■ **DIRECTIONS**: The records, repeated exactly and in full, are the expected answer.

====== MATERIAL FOR THIS TASK ======

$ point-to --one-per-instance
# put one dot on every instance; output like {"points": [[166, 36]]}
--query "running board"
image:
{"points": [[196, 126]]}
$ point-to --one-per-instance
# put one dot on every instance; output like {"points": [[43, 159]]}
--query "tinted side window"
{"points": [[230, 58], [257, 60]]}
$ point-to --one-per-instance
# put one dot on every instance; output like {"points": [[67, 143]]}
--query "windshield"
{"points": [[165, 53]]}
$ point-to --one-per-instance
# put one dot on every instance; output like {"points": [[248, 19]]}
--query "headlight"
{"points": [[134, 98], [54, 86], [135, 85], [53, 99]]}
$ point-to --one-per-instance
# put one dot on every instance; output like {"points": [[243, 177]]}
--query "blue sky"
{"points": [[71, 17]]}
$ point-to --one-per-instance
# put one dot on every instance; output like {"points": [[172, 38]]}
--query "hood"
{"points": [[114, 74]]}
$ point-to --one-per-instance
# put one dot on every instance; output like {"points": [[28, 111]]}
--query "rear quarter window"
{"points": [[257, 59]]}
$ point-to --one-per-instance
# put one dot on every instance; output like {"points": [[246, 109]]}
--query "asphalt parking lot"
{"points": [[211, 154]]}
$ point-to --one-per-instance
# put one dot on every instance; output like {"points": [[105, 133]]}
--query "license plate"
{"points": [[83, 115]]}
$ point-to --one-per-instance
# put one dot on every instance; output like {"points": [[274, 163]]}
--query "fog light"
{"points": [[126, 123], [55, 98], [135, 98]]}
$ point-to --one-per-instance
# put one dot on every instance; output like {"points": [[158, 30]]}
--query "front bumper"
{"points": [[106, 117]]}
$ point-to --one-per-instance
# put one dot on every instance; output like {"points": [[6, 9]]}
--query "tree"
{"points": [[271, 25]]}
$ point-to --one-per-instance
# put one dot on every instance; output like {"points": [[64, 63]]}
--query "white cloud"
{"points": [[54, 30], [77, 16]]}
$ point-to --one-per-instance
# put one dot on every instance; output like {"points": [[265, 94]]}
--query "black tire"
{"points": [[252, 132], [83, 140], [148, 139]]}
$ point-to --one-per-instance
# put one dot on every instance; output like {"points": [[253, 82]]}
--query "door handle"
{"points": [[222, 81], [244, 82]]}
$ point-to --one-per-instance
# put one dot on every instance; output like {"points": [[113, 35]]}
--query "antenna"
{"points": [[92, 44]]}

======

■ **ANSWER BOX**:
$ point-to --one-per-instance
# put one dot on every instance; output like {"points": [[166, 36]]}
--query "running board"
image:
{"points": [[196, 126]]}
$ point-to --one-per-instance
# put one dot on every instance; output like {"points": [[43, 159]]}
--query "tinted side window"
{"points": [[230, 58], [257, 60]]}
$ point-to --one-per-instance
# put one dot on every instance; output like {"points": [[67, 143]]}
--query "windshield"
{"points": [[165, 53]]}
$ point-to --one-per-instance
# put one dot on every instance; output like {"points": [[248, 19]]}
--query "headlight"
{"points": [[134, 98], [54, 86], [135, 85], [53, 99]]}
$ point-to --one-per-instance
# put one dot on every instance; output like {"points": [[243, 177]]}
--query "blue sky"
{"points": [[71, 17]]}
$ point-to --one-per-instance
# put one dot on every instance; output like {"points": [[172, 38]]}
--query "hood"
{"points": [[114, 74]]}
$ point-to --one-per-instance
# put one dot on every instance; output like {"points": [[28, 111]]}
--query "rear quarter window"
{"points": [[257, 59]]}
$ point-to --one-per-instance
# put one dot on every instance; output like {"points": [[246, 109]]}
--query "asphalt parking lot"
{"points": [[211, 154]]}
$ point-to --one-per-instance
# put one dot on every instance; output like {"points": [[105, 133]]}
--query "license plate"
{"points": [[83, 115]]}
$ point-to --one-per-instance
# put one dot on every instance; output like {"points": [[274, 163]]}
--query "fog light"
{"points": [[126, 123], [55, 98], [135, 98]]}
$ point-to --one-per-instance
# put one dot on every instance; output like {"points": [[158, 30]]}
--query "front bumper"
{"points": [[106, 117]]}
$ point-to --one-per-instance
# put one dot on every instance; output like {"points": [[6, 9]]}
--query "tree"
{"points": [[271, 25]]}
$ point-to --one-per-instance
# put one dot on every instance; output like {"points": [[64, 63]]}
--query "white cloud"
{"points": [[54, 30], [77, 16]]}
$ point-to --one-per-instance
# put one dot on every instance; output like {"points": [[265, 94]]}
--query "black tire"
{"points": [[252, 132], [83, 140], [148, 139]]}
$ point-to --one-per-instance
# put one dot on every instance; output like {"points": [[253, 82]]}
--query "door handle"
{"points": [[222, 81], [244, 82]]}
$ point-to --one-per-instance
# put one dot on every instance; output like {"points": [[113, 35]]}
--query "antenna"
{"points": [[92, 44]]}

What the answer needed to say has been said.